:: INSTRUCTIONS TO FOLLOW ::
Tally every line in the entries below that holds "running", then give only the total.

:: GIVEN DATA ::
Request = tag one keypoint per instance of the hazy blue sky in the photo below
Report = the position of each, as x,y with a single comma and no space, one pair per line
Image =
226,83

* * *

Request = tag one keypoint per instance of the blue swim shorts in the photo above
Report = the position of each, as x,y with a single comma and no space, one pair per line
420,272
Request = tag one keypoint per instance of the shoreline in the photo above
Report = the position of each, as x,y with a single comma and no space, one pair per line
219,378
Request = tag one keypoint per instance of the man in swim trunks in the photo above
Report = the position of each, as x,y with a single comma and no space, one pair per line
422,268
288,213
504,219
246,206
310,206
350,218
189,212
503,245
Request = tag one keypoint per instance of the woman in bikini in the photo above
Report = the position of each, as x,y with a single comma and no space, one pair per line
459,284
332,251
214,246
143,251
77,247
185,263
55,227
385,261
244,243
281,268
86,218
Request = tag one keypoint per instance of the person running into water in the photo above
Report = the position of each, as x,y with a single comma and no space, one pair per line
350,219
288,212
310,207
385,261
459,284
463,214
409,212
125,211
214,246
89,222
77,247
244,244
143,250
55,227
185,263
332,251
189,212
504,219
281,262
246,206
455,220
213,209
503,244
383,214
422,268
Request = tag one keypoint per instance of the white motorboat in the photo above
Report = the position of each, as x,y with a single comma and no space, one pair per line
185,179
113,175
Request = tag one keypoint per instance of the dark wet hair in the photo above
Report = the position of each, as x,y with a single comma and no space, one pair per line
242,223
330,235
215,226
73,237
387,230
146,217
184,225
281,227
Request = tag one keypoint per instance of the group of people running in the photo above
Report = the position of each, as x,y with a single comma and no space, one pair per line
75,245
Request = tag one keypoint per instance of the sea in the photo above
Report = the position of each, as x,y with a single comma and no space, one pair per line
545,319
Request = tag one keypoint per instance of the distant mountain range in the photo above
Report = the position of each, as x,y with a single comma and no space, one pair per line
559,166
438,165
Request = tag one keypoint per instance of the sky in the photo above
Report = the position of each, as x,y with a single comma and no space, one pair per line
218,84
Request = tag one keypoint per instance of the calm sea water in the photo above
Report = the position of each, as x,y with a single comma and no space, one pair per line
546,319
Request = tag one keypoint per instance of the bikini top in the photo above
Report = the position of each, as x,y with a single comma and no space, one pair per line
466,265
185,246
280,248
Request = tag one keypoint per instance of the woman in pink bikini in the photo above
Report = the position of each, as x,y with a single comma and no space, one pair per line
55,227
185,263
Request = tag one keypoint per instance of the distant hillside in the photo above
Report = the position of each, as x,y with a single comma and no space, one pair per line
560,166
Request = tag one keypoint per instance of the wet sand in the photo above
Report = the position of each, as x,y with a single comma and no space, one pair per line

:: PROBLEM SOLUTION ::
2